*** Given text ***

A sample output might be: -

 Interrupt keyword detector utility

 Scanning foo.out

 List of functions that uses the interrupt keyword:

 Function: foo
 File: foo.c
 Line: 30

 Function: foo1
 File: foo1.c
 Line: 9


 list_interrupt <filename.xml> 

 Example (from a DOS prompt): -

    [>] <ccstudiodir>\dosrun.bat
    [>] ofd6x -xg -o=app.xml app.out
    [>] perl app.xml

... OR ...

    [>] ofdXX -xg <out file> | perl 


 -h               : show usage
 --cg_xml_version : Print out the versio of the cg_xml package in use


The script will only work on executable files built with code generation tools >= v5.1.6 for c6000, v3.2.3 for C55, v4.1.1 for C54, v4.1.2 for C2000

The script could take awhile to run depending on the size of the binary. It takes time to process the xml output from the ofd utility, which typically can get as large as tens of megabytes.


The script prints out the list of functions that use the interrupt keyword in a given application. C functions that use HWI_enter/HWI_exit macro pairs or that are plugged into the HWI dispatcher should not use the interrupt keyword, hence this script helps track down the culprits. Moreover, CLK functions should similarly not use the interrupt keyword. See the DSP/BIOS user guide's chapter on hardware interrupts and the HWI module documentation in the DSP/BIOS API guide for more details.

*** Recorded data ***

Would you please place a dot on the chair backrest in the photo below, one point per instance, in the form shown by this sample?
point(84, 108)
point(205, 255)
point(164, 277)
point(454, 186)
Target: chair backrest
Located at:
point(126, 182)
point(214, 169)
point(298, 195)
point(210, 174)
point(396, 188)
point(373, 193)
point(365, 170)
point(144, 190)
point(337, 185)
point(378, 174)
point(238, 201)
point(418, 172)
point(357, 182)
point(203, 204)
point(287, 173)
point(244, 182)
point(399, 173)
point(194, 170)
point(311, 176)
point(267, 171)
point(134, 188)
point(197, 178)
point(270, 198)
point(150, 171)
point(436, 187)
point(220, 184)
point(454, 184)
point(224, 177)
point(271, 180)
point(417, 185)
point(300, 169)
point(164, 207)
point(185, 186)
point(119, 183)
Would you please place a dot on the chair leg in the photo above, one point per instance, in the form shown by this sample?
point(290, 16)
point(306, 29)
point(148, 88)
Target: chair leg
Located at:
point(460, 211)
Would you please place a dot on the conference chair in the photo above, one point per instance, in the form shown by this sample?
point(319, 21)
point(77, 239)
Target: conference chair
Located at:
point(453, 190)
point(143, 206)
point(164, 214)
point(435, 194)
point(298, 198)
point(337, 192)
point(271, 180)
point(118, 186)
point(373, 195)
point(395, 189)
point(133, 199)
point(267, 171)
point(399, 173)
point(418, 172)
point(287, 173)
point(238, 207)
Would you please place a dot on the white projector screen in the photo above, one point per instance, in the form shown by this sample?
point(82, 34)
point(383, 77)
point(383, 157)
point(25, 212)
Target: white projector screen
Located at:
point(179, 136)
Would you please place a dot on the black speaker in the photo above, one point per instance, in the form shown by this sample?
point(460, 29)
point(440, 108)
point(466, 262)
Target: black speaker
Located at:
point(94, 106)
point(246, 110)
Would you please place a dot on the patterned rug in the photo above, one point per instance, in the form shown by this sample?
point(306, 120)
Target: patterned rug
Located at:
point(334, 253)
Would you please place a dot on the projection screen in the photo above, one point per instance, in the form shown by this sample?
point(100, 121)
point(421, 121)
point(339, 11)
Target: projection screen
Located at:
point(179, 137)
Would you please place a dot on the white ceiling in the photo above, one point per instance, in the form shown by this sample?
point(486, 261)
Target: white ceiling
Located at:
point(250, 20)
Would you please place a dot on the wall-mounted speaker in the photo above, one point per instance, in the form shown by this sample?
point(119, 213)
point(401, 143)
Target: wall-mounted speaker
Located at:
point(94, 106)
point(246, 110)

***

Given problem 1 |
Answer the following from the interrupt keyword detector documentation:
(a) What is the minimum code generation tools version required for C55?
(b) According to the documentation, what processing step makes the script take time to run?
(c) Apart from C functions that use HWI_enter/HWI_exit macro pairs or are plugged into the HWI dispatcher, which functions should not use the interrupt keyword?
Given problem 2 |
Write the next part of the interrupt keyword detector documentation, beginning after its final sentence.

Reply 1 |
(a) v3.2.3
(b) Processing the XML output from the ofd utility, which can typically grow as large as tens of megabytes.
(c) CLK functions.

Reply 2 |
For execution on Unix, the first line must be modified to point to the directory where Perl is installed.

This script was written using Perl version 5.8.3. It may not work with earlier revisions of Perl.


Recent releases of OFD support options for filtering the XML output down to what is strictly of interest. The best options to use in combination with this script are:

   -xg --xml_indent=0 --obj_display=none --dwarf_display=none,dinfo

Filtering the XML in this way reduces the amount of data processed by this script, thus making it run faster.